### PROBLEM DESCRIPTION
Rescale the entries from the line containing "target | crowd of people" down to the end of the entries, and reproduce only those lines in full, requests included. Multiply every point coordinate in the answers by 2.5 and round to whole numbers, with halves rounded up. Leave the numbers in the requests and their sample markers unchanged.

### SUPPLIED DATA
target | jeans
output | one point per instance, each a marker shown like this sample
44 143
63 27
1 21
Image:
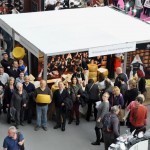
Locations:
61 116
89 111
41 113
19 117
75 109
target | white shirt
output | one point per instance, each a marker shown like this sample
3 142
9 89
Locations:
4 78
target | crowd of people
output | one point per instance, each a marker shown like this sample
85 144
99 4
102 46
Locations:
135 6
58 65
20 100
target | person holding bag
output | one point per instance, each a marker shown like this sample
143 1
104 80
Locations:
93 91
103 109
75 92
118 100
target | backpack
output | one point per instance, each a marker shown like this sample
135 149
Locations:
107 122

### REPLY TO THE TASK
target | crowd of people
output | one point per instance, each a marker shown like this sample
85 144
99 4
102 46
Locations:
338 15
145 163
50 250
target | person holding bag
output | one point per instance, each a marker shown like this sample
143 1
104 80
Locations:
233 228
258 273
188 230
295 250
target | backpack
output | one point per instance, each a marker shown like this sample
135 149
Locations:
268 305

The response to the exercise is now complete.